TASK INPUT below:

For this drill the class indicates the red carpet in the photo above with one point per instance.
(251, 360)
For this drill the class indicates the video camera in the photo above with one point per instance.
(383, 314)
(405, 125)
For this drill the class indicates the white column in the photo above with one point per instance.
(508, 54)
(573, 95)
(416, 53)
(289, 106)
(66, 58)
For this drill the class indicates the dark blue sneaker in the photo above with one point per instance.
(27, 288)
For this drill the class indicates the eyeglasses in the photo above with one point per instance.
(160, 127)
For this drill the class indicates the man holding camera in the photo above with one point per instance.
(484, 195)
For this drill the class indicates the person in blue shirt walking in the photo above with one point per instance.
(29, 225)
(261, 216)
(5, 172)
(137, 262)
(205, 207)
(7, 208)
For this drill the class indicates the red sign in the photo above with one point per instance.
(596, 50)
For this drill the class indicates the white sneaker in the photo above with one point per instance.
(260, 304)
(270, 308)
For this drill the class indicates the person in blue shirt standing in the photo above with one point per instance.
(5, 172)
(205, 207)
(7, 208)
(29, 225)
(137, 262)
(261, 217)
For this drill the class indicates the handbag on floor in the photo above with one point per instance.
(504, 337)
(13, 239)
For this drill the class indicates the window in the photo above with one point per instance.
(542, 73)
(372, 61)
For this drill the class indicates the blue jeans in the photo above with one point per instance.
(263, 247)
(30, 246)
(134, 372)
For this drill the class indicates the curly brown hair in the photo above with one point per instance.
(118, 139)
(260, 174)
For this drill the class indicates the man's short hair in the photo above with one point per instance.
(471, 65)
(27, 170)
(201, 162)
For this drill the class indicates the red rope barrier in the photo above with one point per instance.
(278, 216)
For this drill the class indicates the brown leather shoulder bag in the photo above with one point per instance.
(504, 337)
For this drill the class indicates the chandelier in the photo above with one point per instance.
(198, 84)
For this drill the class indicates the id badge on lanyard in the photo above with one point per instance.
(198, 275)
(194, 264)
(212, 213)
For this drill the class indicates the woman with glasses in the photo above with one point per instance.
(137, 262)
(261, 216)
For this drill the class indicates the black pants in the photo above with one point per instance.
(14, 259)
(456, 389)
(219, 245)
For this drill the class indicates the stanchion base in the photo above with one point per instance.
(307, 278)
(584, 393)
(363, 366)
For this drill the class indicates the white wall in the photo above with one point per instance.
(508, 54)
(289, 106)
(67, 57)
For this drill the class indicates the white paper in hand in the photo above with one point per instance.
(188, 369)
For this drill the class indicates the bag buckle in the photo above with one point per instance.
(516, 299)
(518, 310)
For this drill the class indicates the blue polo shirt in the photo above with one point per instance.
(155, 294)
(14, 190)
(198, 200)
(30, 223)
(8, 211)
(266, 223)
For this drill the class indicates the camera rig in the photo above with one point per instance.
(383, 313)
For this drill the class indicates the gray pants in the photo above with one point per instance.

End of TASK INPUT.

EXERCISE OBJECTIVE =>
Copy each line of the data above exactly as it appears.

SOLUTION TO THE EXERCISE =>
For this drill the class indicates the red carpet in the photo above with one point per instance.
(251, 360)
For this drill the class indicates the video camera in the photo above with one point per instance.
(383, 314)
(405, 125)
For this drill the class indicates the white column in the photo above with one point per instance.
(508, 54)
(573, 95)
(416, 53)
(289, 106)
(66, 58)
For this drill the class indicates the dark blue sneaker in the photo above with one point per instance.
(27, 288)
For this drill the class indicates the eyeglasses in the photo above with one point per instance.
(160, 127)
For this drill the class indicates the man holding camera in the photo above with one point per instance.
(484, 195)
For this drill the class indicates the person in blue shirt walking in the photo above with one point per instance.
(29, 225)
(261, 216)
(5, 172)
(137, 262)
(205, 207)
(7, 208)
For this drill the class indicates the red sign in the photo above with one point per instance.
(596, 50)
For this drill the class indicates the white sneaker in the photo above with one point per instance.
(260, 304)
(270, 308)
For this drill the class indicates the person in blue shirt standing in the photo above with one point per instance.
(5, 172)
(205, 207)
(7, 208)
(29, 225)
(137, 262)
(261, 217)
For this drill the class indicates the handbag on floor in the photo above with one point per instance.
(504, 337)
(13, 239)
For this drill the class indicates the window in the photo above with one point per instance.
(542, 73)
(372, 61)
For this drill the class indicates the blue jeans in the photo above with one point per instance.
(263, 247)
(30, 246)
(134, 372)
For this drill the class indicates the curly brown hair in the photo above with one point per instance.
(118, 139)
(260, 174)
For this drill the class indicates the man's short hair in the photo above with one point per instance.
(471, 65)
(27, 170)
(201, 162)
For this drill the class indicates the red rope barrier in the photo above with one point per instance.
(278, 216)
For this drill the class indicates the brown leather shoulder bag in the photo above with one point per instance.
(504, 337)
For this drill the class indicates the chandelier in the photo above with one point per instance.
(198, 84)
For this drill the class indicates the id badge on lanyard in the photo above with one point per instance.
(198, 275)
(194, 264)
(212, 213)
For this drill the class indicates the woman with glasses in the photo above with one point per instance.
(137, 262)
(261, 216)
For this drill the class indicates the black pants in the photo above with one point per instance.
(14, 259)
(456, 389)
(219, 245)
For this drill the class indicates the stanchion base in the photo above with one point per instance.
(307, 278)
(584, 393)
(363, 366)
For this drill the class indicates the white wall in the photo above with one point per instance.
(508, 54)
(289, 106)
(67, 57)
For this drill the class indicates the white paper in hand in the photo above with one point per instance.
(188, 369)
For this drill the class indicates the bag buckle in the photo above with one point per instance.
(516, 299)
(518, 310)
For this drill the class indicates the blue polo shirt in the photo above with one point per instance.
(155, 294)
(14, 190)
(198, 200)
(30, 223)
(8, 211)
(266, 223)
For this drill the class indicates the camera rig in the photo above with one point per instance.
(383, 313)
For this drill the class indicates the gray pants in the photo above with one point per instance.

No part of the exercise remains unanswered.